**Actions to take**
A – According to the article on the alternative minimum tax, in what year was that tax created?
B – Copy the stretch of the alternative minimum tax article from "CYNICS have long" through "alternative minimum tax.", word for word.
C – Continue the alternative minimum tax article from its final sentence onward.

By EDMUND L. ANDREWS

Published: April 10, 2005
WASHINGTON

CYNICS have long predicted that the Bush administration, plagued by budget deficits, will eventually start raising taxes. But now it is becoming clear how it would do so: the alternative minimum tax.

Baffling in its complexity and often bizarre in its impact, the alternative minimum tax is a giant undeclared tax increase that will ensnare tens of millions of moderate-income families in the next several years.

It was created in 1969 to prevent the very rich from using tax deductions to avoid paying a fair share of taxes. But when the deadline for filing income tax returns arrives on Friday, the alternative minimum tax will require 2.9 million families to pay an average of about $6,000 more than what they would owe under traditional calculations

That is just the start. If current law remains unchanged, the alternative minimum tax is expected to wring an extra $33.9 billion from 18 million households in 2006. In 2010, it will rake in an additional $100 billion, and by 2015 an extra $200 billion.

Make no mistake: no one says they want that to happen. But it is one thing to rein in or eliminate the tax itself, and an entirely different matter to give up the money that it would generate.

President Bush has promised to fix the alternative minimum tax as part a fundamental overhaul of the tax code, and he has ordered a bipartisan advisory panel to come up with recommendations by the end of July.

But in giving the panel its marching orders, White House officials made it clear that they are counting on the extra money regardless of what happens to the alternative tax. Under the president's instructions, the panel's recommendations on addressing the alternative minimum tax are supposed to be "revenue neutral," neither raising nor lowering taxes, and to assume that his income-tax cuts will be made permanent rather than expire in 2010, as required under current law.

Making those ordinary income-tax cuts permanent would reduce the amount of available revenue by about $1.8 trillion over 10 years. But White House officials told the panel that any change to reduce or eliminate the alternative minimum tax would have to be offset by higher taxes someplace else.

"My understanding is that any reform in the A.M.T. that loses money would have to be made up with offsetting revenue," said Elizabeth Garrett, a panel member and a professor of law at the University of Southern California.

Jeffrey F. Kupfer, executive director of the tax panel and a former Treasury official, confirmed that interpretation. "Our mandate is to be revenue-neutral, and we are interpreting that with respect to the president's policy baseline, which does not include a permanent fix to the A.M.T.," he said in an interview last week.

Tax experts have long complained that the alternative minimum tax is a "stealth tax increase," one that Congress never intended and that is likely to catch millions of taxpayers by surprise. But a tax increase through tax reform could be even stealthier. If the alternative tax is reduced, the offsetting revenue increases are likely to be buried in so many other changes that most people would never know what hit them.

**Data**
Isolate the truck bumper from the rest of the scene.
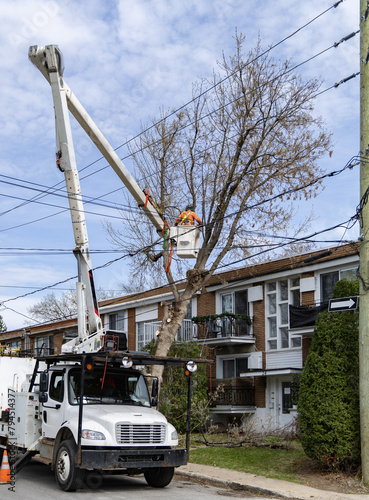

**Answers**
A – 1969

B –
CYNICS have long predicted that the Bush administration, plagued by budget deficits, will eventually start raising taxes. But now it is becoming clear how it would do so: the alternative minimum tax.

C –
Seen or unseen, the looming tax increases are almost as large as the president's tax cuts. Leonard E. Burman, a senior fellow at the Urban Institute, estimated that the government would have to raise ordinary income tax rates substantially in every bracket to offset the money lost in each bracket by the elimination of the alternative minimum tax. People in today's 28 percent bracket, for example, would have to pay a top rate of 35 percent. Those who now pay a top rate of 33 percent would pay 41.4 percent.

"The A.M.T. is a huge tax increase built into current law," Mr. Burman said. "What the current law assumes is that over time we move to a tax that is much less progressive, that has atrocious marriage penalties and penalizes people with children who live in high-tax states."

The huge looming tax increase is caused by two things. The first is that the exclusion level for the alternative minimum tax is not adjusted for inflation, so the tax affects more people each year as nominal incomes go up. The second, paradoxically, stems from Mr. Bush's tax cuts of 2001 and 2003.

Those cuts reduced regular tax rates at all income levels but did not change the alternative minimum tax. At the same time, some of the cuts came in the form of expanded deductions - the child tax credit, child care tax credits and bigger exemptions for married couples - that are not allowed under the alternative formula.

The effect of making Mr. Bush's ordinary income tax cuts permanent would be significant. Mr. Burman, at the Urban Institute, estimated that the alternative minimum tax would generate about $69.2 billion in extra tax revenue in 2015 if the president's income tax cuts expired on schedule. But if the White House persuaded Congress to make the cuts permanent, the alternative minimum tax would raise a staggering $200.8 billion in that one year.

If the A.M.T. itself is pared back, how would that tax increase show up in practice? The possibilities are almost limitless, from higher tax rates for everybody to the abolition of popular tax deductions.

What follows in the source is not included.